**** Entries supplied
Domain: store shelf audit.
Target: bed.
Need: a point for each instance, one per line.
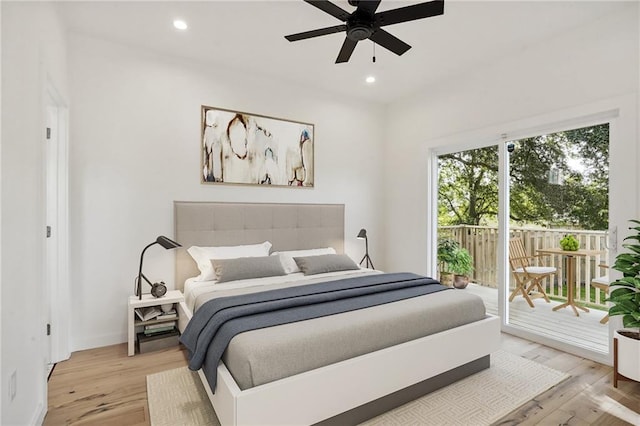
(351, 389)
********
**** Entries supplied
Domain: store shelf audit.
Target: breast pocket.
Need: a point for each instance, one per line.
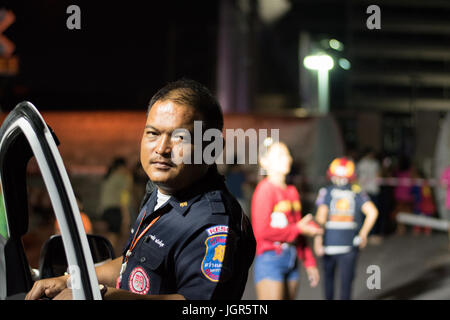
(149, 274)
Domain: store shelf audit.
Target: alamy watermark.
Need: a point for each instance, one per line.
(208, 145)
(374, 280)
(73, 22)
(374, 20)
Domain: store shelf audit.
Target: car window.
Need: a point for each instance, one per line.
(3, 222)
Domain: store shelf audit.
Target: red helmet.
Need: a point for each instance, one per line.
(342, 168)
********
> Try it
Look over the material and return every line where the word "Target" is found.

> Exercise answer
Target: bed.
Target: breast pocket.
Target: alamy watermark.
Target: car window.
Target: red helmet.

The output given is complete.